## SELECTED EXCERPT

-=-=-=-=-

Camera Phone Research

Work is being done in using camera phones as interaction devices by tagging physical objects with visual codes and using vision techniques to extract and interpret the information stored in these visual codes [24, 6, 23, 26, 31]. Localization could also be possibly achieved with this method. However, physical objects would have to be tagged. Sarvas et al [25] had demonstrated the use of camera phones for getting meta-information about physical objects using a human-in-theloop approach. They demonstrated their approach for getting meta-information about outdoor landmarks. We go a step further and demonstrate the feasibility of using camera phones for indoor localization.

2.3

Robot Localization

A large body of work on vision-based robot localization exists in the artificial intelligence(AI) community [30, 19, 10, 28]. Our work has been inspired by robot localization to some extent. However, there are certain key differences. First, most of the work in the AI community has focussed on the use of landmarks for positioning. The robot determines its position based on the coordinates of the landmarks that are visible. The reason for using landmarks for robot localization is that the applications are often limited to a single room or maze, and therefore the scope for determining the position of the robot based on the images of walls and objects in the room is limited. Our approach does not make use of landmarks for localization. We are able to estimate the location of the user based on the images of walls and objects, although at a coarser granularity level. Second, robot localization is a much more difficult problem than human localization, because the robot takes its action based on where it is. The famous RoboCup soccer contest [1] is a good example of this. The actions of the robot, such as going towards the ball, or kicking the ball are entirely dependent on where the robot is. Centimer-scale acccuracy is desired. Besides, the algorithm needs to be computationally very efficient to minimize the reaction time of the robot. Most of the research is driven by these issues. Human indoor localization on the other hand, is resilient to localization errors and delays. Third, most of the work in the AI community is of purely theoretical nature. Experimentation is limited and is done with robots that are very small in size (usually less than a feet tall). These robots dont see the environment the way a human being can by virtue of being tall.

-=-=-=-=-

## PROVIDED ENTRIES
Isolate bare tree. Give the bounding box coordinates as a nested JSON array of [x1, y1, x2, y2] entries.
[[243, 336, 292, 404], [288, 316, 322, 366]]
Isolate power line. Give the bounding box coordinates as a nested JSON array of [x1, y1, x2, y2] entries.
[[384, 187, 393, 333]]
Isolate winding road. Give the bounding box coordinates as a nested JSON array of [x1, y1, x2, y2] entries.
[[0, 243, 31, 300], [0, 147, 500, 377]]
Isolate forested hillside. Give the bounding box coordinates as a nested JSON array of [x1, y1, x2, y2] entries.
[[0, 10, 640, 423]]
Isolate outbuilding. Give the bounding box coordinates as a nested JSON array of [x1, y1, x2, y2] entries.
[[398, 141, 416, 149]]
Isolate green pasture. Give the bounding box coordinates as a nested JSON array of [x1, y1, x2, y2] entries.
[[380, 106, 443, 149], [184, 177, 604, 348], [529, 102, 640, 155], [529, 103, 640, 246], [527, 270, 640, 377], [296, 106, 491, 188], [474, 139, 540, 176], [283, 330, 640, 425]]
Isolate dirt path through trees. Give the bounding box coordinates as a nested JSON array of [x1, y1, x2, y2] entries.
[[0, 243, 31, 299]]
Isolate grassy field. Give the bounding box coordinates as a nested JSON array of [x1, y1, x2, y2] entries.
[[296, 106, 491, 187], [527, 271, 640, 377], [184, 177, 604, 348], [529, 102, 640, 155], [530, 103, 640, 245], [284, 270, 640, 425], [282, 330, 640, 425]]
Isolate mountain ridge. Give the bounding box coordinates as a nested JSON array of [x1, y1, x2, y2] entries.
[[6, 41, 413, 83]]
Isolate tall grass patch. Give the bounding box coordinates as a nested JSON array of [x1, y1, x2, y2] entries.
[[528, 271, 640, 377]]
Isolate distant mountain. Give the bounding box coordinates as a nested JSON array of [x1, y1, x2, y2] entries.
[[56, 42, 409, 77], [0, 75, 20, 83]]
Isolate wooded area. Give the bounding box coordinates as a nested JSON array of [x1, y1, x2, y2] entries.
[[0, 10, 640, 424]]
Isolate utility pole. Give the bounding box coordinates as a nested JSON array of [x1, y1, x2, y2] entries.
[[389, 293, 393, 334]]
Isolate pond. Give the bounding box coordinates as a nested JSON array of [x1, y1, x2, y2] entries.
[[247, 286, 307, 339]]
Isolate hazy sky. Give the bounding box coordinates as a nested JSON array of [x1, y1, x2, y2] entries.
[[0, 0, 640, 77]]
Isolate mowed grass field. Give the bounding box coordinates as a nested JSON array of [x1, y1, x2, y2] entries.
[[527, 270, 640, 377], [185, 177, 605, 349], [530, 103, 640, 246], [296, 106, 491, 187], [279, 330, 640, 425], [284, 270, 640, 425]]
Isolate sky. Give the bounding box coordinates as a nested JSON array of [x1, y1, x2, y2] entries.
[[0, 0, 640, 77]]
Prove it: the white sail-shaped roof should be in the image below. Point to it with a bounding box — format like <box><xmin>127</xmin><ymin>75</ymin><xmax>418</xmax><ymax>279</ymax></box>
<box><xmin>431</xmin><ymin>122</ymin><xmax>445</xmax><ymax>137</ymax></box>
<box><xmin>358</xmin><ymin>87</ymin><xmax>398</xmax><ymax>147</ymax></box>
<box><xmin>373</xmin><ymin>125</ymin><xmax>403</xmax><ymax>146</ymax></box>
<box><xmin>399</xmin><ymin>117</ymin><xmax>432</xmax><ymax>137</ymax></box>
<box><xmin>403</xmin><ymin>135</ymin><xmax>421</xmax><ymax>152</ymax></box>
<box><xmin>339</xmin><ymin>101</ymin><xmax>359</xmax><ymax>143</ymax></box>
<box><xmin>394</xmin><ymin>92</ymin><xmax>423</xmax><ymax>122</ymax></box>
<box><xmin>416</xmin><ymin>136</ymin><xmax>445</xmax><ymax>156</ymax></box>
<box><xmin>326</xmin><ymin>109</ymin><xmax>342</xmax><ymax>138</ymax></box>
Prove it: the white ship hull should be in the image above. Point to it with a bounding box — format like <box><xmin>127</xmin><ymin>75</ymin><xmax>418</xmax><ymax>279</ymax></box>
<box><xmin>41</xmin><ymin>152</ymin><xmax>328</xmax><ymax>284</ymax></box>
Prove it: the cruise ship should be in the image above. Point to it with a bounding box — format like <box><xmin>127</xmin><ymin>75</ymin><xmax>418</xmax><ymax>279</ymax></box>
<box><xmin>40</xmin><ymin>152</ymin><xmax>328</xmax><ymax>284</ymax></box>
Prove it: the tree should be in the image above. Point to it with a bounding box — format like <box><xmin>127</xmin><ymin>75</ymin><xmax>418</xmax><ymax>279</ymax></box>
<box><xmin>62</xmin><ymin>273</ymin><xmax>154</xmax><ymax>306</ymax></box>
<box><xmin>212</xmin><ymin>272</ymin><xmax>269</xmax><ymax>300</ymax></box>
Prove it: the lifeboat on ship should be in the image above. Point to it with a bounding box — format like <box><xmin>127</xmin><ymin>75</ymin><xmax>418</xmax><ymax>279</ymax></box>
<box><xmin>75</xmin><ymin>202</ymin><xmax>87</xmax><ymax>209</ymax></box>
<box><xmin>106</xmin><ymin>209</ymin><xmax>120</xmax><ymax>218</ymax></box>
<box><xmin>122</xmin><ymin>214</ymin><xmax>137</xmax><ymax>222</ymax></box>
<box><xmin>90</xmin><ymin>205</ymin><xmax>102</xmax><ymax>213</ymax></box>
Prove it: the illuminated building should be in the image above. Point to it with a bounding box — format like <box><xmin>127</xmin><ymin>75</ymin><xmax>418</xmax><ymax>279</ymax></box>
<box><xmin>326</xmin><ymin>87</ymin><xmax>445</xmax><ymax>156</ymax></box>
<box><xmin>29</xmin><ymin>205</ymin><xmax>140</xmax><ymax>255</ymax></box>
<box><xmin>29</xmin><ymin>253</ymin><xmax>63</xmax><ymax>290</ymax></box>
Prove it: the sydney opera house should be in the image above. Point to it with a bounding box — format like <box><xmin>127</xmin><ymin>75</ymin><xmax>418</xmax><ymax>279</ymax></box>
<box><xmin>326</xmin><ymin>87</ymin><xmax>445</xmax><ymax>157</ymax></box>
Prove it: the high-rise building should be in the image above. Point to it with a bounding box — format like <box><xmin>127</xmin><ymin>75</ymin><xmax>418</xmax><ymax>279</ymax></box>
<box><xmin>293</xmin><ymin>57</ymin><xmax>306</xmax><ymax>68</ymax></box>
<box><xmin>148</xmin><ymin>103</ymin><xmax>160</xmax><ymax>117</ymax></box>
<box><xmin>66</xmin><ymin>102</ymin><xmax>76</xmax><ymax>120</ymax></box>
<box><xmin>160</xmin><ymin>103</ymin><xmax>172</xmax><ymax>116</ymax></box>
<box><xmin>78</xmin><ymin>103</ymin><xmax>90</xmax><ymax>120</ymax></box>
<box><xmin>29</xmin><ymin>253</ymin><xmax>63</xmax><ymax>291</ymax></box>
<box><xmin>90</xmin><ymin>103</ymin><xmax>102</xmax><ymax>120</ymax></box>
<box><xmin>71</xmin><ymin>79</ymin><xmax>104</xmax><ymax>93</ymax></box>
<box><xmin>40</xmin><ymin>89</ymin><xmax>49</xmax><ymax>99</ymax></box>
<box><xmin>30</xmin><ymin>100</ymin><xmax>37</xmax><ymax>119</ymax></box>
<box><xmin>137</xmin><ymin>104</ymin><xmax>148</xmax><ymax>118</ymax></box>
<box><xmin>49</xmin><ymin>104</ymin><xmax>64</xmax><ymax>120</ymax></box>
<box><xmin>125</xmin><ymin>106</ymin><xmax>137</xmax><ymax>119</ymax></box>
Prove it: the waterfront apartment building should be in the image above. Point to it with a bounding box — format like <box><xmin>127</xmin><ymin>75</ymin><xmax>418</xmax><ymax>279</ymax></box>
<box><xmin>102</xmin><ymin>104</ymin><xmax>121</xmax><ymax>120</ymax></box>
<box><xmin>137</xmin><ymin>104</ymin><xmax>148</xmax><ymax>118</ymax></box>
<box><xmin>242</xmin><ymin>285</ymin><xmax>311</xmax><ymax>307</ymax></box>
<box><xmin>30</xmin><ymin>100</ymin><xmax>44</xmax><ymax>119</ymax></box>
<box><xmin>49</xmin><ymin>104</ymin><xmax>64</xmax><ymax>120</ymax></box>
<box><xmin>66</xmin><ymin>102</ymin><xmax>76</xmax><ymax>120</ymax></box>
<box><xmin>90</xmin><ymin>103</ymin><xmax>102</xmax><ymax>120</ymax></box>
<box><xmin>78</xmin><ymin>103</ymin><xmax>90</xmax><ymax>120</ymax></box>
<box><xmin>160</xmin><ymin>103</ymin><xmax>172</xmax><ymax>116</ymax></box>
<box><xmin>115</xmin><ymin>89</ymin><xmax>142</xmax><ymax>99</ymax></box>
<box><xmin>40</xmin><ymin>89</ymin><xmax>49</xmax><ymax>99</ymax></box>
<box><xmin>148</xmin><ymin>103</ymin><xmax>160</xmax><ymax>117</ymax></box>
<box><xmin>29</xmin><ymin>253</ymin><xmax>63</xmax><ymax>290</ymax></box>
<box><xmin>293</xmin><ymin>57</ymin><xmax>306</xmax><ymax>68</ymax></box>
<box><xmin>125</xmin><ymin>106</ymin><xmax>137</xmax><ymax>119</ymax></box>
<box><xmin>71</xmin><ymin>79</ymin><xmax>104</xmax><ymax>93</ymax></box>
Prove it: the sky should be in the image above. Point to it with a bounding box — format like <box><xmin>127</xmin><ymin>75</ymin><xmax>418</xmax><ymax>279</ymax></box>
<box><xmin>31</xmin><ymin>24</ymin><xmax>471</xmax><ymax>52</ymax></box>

-=-=-=-=-

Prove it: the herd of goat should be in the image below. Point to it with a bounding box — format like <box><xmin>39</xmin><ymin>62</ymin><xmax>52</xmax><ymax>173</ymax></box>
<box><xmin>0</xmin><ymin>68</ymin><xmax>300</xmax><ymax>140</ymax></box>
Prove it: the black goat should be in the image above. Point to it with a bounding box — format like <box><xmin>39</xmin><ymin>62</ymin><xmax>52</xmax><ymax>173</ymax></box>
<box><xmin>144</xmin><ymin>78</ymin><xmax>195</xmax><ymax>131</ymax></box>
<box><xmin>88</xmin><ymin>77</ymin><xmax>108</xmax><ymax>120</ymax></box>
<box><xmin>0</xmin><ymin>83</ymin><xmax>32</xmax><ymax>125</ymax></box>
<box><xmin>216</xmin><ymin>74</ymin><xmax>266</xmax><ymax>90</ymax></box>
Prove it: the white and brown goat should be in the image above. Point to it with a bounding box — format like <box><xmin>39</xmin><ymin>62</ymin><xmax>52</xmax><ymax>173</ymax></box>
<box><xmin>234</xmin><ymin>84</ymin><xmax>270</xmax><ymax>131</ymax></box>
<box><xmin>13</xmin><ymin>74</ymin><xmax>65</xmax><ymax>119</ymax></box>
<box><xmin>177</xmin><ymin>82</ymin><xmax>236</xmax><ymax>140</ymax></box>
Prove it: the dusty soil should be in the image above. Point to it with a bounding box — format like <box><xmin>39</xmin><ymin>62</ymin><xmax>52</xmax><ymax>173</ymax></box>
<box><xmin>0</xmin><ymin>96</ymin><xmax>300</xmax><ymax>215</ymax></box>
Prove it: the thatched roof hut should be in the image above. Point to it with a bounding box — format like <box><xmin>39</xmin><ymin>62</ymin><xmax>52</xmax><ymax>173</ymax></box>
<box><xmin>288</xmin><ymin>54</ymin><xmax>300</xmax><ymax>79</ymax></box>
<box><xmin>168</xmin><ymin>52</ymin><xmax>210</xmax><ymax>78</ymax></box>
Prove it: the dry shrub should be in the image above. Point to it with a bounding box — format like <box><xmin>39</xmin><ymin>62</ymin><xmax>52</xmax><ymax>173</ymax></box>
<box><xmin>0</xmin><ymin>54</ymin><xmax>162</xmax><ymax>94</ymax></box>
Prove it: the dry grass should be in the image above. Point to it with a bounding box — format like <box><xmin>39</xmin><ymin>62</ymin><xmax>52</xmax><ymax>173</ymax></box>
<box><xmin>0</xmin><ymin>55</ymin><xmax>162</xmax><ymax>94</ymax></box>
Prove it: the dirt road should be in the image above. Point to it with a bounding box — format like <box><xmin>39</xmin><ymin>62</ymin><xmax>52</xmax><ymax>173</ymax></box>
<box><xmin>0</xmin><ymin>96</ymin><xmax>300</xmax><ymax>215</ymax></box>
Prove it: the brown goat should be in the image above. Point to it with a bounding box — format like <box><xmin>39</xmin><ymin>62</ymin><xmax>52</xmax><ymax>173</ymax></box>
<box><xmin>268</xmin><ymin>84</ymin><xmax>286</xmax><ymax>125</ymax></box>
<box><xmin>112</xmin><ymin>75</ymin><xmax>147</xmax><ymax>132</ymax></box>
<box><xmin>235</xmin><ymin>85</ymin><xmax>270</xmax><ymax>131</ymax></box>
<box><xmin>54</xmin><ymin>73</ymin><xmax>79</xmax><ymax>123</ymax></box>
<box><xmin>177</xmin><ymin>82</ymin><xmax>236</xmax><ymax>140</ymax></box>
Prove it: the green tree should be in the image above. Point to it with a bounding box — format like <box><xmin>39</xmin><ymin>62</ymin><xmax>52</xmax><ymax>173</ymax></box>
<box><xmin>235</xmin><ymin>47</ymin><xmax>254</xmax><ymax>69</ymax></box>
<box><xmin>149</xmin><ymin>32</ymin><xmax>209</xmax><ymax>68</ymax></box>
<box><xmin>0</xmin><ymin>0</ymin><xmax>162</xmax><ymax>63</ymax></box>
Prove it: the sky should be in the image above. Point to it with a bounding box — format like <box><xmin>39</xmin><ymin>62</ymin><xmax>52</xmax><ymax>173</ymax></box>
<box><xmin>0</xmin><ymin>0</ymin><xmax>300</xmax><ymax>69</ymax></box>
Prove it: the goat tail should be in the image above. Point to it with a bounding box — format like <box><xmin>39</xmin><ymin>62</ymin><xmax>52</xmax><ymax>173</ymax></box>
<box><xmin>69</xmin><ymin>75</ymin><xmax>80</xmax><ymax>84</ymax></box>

-=-=-=-=-

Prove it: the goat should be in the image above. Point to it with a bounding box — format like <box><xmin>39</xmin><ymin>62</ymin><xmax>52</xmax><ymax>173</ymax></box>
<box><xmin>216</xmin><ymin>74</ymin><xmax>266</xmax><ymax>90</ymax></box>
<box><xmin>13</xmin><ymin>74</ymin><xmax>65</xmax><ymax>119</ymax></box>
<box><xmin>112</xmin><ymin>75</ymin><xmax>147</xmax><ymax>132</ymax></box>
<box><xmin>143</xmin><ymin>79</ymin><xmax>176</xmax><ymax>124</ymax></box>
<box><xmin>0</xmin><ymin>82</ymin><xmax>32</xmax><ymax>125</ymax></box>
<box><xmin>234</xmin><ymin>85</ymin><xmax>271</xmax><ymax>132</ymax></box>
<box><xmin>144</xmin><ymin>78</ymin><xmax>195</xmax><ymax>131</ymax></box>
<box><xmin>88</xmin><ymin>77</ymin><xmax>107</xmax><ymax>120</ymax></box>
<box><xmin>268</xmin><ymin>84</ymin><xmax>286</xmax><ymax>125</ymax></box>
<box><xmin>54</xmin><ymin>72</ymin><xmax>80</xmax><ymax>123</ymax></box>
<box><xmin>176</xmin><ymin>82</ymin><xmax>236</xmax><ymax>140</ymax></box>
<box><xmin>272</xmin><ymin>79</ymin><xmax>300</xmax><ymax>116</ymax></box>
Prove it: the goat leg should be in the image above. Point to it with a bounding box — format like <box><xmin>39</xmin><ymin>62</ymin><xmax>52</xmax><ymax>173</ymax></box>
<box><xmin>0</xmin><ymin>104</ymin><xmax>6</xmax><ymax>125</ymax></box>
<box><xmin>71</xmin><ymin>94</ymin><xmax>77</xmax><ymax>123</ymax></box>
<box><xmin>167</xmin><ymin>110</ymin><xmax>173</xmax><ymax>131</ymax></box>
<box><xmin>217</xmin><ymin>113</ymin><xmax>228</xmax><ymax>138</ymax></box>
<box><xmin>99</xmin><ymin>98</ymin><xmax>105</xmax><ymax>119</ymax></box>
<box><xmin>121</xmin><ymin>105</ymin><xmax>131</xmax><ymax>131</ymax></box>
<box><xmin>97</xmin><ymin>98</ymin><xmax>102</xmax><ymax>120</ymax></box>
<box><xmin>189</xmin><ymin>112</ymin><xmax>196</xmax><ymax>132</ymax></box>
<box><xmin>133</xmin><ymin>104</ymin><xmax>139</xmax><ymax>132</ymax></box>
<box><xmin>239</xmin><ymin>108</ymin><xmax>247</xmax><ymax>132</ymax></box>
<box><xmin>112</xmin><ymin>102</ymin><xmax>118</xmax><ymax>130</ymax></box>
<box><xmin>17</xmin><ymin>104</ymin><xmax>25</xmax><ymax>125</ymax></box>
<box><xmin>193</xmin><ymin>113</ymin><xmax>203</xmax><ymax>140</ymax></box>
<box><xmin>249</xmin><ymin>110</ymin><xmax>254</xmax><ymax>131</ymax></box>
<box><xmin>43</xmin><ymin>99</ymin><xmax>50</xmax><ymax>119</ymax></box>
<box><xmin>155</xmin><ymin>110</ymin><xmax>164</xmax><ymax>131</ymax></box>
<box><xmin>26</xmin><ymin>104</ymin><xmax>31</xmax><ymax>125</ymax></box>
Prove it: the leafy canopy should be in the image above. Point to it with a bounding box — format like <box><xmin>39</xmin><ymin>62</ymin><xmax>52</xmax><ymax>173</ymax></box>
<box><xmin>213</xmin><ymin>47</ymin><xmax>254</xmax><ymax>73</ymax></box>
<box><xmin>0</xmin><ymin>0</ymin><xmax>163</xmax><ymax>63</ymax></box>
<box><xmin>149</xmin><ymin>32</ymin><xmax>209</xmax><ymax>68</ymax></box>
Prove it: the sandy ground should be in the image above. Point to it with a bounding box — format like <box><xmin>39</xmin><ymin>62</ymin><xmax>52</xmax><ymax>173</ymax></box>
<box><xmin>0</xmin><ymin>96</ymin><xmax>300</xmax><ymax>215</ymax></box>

-=-=-=-=-

## WHAT TO DO
(1) In the excerpt on camera phone and robot localization, condense the paragraph that begins "Work is being done in using camera phones" into a shorter paragraph that keeps its main facts.
(2) Copy out the entries again with "Isolate" swapped for "Locate" and everything else unchanged. Start at the line that has "Isolate bare tree." and stop after the line that has "[[384, 187, 393, 333]]".

## RESPONSE LIST
(1) Camera phones are being studied as interaction devices: physical objects are tagged with visual codes, and vision techniques extract and interpret the information those codes store [24, 6, 23, 26, 31]. This method could possibly provide localization too, but the objects would have to be tagged. Sarvas et al [25] used camera phones with a human in the loop to get meta-information about outdoor landmarks. We go further and demonstrate that camera phones are feasible for indoor localization.

(2)
Locate bare tree. Give the bounding box coordinates as a nested JSON array of [x1, y1, x2, y2] entries.
[[243, 336, 292, 404], [288, 316, 322, 366]]
Locate power line. Give the bounding box coordinates as a nested JSON array of [x1, y1, x2, y2] entries.
[[384, 187, 393, 333]]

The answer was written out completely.